[Directions for this task]:
Count the lines below that contain the word "running" and give only that number.

START Data under study

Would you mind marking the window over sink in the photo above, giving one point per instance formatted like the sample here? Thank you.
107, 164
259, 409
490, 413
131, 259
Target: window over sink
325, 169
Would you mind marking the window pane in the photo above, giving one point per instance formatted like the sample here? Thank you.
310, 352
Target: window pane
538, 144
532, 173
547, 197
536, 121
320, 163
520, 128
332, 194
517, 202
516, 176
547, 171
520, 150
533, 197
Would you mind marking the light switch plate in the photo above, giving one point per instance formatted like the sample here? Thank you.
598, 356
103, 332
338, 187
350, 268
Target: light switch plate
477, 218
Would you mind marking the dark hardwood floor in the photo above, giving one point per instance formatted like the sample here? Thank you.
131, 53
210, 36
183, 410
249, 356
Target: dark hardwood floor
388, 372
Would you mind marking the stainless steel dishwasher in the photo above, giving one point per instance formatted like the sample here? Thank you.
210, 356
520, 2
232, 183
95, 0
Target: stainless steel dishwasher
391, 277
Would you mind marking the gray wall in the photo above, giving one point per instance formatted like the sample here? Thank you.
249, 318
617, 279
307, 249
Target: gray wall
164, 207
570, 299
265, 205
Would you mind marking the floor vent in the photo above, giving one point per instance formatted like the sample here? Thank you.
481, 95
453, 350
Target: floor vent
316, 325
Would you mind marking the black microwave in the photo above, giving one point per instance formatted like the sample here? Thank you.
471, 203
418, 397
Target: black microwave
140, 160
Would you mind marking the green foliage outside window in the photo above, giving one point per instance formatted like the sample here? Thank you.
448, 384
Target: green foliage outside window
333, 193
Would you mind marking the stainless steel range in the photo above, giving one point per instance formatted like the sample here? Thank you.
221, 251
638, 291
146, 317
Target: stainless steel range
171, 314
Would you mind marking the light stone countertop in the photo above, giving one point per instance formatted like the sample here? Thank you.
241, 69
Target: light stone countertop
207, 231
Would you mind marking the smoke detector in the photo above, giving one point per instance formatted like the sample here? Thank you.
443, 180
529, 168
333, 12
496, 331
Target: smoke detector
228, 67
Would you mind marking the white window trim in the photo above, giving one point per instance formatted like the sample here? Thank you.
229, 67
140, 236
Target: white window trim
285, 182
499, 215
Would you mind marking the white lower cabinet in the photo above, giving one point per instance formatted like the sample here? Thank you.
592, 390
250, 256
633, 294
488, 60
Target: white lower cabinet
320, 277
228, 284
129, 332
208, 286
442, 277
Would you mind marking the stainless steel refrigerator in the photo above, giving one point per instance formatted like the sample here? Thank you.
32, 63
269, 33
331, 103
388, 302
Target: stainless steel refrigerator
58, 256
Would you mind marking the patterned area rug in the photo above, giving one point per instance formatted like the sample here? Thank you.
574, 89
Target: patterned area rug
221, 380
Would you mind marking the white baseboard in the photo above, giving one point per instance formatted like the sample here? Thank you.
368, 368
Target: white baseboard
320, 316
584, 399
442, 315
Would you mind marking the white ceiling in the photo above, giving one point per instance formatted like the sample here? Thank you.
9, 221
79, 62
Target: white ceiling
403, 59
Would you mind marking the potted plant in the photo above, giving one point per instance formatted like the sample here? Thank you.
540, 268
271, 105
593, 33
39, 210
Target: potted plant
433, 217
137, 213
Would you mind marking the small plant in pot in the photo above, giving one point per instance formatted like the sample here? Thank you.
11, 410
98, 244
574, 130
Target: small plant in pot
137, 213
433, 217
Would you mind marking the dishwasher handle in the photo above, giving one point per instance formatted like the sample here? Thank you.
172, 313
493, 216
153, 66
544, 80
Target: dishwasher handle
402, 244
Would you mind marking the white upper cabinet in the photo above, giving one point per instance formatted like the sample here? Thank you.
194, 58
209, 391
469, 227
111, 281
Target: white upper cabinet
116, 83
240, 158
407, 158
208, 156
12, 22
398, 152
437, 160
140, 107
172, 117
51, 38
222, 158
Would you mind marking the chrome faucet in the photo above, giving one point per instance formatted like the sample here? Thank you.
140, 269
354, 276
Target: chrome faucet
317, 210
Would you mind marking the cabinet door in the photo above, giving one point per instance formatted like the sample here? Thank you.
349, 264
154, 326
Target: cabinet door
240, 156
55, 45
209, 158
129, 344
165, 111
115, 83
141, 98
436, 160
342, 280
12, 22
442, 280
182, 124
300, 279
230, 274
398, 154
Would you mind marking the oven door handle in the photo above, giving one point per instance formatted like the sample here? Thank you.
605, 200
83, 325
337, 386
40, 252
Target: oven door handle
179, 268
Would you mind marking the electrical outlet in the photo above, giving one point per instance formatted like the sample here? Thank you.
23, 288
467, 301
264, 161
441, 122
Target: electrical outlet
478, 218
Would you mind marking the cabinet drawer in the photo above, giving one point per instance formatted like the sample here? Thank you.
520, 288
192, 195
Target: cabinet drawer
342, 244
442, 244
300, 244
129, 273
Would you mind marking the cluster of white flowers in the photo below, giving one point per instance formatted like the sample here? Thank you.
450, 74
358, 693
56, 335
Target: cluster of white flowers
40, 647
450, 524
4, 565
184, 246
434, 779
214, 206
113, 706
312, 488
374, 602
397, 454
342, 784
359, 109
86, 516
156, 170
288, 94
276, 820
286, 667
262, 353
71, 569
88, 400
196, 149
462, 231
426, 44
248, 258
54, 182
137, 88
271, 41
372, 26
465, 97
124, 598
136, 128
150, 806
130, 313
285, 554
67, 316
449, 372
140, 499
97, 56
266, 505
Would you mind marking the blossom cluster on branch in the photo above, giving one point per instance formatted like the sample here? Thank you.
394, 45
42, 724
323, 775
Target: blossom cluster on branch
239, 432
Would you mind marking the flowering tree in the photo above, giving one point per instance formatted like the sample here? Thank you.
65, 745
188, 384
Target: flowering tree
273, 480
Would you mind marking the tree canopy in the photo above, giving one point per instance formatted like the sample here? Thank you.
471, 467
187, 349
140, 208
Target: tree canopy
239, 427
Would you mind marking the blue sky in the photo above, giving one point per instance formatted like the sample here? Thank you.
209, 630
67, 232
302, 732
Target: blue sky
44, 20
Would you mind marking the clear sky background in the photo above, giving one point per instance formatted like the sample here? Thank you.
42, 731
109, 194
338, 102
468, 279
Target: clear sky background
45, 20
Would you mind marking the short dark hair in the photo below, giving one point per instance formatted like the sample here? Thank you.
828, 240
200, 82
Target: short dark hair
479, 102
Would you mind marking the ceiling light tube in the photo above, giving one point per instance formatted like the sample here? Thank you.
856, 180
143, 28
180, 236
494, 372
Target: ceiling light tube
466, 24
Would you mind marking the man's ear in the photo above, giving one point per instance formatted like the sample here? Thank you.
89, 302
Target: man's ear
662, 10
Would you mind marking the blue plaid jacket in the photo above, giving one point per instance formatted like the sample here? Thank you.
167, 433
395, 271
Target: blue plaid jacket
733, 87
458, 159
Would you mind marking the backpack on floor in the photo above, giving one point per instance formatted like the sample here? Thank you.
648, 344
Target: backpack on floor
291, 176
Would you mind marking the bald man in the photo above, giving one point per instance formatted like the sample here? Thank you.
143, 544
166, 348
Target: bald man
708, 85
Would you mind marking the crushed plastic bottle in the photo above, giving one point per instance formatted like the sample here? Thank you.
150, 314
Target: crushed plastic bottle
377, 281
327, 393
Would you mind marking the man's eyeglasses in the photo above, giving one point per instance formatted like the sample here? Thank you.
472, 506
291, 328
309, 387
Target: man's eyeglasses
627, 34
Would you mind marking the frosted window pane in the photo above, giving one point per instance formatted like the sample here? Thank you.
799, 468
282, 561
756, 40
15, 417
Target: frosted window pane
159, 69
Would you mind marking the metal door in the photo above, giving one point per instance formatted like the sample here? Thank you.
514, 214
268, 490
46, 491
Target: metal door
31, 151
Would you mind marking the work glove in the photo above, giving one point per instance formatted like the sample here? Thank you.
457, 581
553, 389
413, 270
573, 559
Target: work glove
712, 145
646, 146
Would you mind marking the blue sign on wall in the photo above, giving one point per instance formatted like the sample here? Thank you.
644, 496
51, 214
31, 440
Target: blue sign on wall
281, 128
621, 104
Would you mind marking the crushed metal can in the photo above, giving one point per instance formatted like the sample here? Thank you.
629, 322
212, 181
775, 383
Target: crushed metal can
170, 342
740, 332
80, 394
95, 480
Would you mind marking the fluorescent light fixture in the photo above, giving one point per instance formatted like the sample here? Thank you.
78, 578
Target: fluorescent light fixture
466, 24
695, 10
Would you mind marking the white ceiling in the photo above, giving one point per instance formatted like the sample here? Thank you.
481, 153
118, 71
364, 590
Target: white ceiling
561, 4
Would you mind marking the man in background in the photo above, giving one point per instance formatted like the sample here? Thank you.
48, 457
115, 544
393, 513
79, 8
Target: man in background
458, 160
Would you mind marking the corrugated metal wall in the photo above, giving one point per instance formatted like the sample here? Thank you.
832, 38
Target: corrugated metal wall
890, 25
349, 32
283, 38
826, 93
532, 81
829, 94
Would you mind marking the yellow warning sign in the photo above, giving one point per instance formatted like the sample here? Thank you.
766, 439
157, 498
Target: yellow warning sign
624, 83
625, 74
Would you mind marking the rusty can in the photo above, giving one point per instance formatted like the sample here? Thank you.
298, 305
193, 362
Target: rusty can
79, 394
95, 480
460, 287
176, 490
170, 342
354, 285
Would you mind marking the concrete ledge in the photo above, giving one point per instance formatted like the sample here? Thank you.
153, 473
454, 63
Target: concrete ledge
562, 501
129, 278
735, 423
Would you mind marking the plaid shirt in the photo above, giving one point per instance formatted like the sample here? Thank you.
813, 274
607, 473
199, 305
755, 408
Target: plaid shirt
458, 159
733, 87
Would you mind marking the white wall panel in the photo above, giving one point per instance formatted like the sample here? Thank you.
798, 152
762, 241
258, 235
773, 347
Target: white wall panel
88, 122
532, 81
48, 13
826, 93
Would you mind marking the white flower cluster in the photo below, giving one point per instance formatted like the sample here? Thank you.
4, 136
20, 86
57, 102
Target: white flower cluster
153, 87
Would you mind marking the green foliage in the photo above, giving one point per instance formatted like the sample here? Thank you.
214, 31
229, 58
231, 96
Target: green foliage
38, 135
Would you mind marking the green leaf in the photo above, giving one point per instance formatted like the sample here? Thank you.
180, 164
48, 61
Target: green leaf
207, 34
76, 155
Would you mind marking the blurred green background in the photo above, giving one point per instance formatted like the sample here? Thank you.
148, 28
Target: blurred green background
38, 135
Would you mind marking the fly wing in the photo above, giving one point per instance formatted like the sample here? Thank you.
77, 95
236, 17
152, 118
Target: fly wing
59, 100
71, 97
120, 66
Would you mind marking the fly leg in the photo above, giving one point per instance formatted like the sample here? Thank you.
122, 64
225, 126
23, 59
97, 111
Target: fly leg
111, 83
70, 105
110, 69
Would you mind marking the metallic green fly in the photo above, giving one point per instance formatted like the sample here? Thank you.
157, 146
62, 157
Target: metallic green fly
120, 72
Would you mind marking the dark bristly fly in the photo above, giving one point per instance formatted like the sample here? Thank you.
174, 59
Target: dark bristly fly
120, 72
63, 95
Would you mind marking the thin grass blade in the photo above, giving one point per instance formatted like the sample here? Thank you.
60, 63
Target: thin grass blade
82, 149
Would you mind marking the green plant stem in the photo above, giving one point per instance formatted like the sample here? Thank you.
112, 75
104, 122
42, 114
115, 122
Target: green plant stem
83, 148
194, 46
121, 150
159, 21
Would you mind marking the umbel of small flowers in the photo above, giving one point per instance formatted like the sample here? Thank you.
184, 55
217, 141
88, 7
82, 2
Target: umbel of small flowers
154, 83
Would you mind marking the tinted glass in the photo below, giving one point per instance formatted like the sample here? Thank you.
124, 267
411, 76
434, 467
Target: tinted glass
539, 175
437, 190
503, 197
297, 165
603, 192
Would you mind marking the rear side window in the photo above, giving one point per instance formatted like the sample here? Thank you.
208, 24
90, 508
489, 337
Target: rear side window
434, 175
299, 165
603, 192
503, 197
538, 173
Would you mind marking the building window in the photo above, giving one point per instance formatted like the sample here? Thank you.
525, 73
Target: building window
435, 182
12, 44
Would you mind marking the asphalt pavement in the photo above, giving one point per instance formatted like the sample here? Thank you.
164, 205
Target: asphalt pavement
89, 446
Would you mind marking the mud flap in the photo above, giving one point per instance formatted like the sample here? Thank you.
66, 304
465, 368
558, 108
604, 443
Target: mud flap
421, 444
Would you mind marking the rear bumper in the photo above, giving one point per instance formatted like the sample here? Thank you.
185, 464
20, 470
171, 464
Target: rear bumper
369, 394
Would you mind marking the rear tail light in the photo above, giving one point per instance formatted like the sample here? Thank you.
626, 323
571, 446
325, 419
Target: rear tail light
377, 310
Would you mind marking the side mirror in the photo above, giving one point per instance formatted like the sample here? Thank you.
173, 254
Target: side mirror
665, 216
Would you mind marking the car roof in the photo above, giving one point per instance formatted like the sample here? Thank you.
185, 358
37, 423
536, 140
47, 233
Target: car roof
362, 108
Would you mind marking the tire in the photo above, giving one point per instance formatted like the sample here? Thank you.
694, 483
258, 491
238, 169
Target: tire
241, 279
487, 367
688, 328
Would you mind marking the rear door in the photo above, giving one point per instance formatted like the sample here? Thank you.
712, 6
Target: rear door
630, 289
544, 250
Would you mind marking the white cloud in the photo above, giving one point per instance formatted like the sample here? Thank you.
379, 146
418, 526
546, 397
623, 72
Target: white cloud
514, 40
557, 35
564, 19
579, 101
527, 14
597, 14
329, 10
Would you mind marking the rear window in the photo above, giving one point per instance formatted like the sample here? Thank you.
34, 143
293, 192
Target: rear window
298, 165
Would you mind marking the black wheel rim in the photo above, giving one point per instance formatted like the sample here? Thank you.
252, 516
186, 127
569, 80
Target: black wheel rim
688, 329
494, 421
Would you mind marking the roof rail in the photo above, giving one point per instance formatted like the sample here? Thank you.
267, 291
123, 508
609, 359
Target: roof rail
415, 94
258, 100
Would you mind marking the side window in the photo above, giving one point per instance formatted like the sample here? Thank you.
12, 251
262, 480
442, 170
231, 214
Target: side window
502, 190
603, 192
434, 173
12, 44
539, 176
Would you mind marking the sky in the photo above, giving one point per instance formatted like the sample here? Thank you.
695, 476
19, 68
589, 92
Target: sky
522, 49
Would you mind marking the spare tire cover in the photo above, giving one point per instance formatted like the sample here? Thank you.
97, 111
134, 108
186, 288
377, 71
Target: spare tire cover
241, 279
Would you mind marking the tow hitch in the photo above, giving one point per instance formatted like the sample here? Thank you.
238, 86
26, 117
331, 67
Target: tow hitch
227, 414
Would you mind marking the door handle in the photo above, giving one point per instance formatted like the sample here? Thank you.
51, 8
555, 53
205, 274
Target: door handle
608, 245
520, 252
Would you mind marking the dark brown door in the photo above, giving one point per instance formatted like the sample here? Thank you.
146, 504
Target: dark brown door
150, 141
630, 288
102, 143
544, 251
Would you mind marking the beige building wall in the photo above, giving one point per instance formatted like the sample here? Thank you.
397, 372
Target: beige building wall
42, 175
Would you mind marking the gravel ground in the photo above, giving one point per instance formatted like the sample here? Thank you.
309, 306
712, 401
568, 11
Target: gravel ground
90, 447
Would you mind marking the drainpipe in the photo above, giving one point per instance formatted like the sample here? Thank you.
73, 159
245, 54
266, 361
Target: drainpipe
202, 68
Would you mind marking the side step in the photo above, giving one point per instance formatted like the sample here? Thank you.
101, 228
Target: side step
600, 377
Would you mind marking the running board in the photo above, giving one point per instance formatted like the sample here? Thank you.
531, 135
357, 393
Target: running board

END Data under study

[Written solution]:
2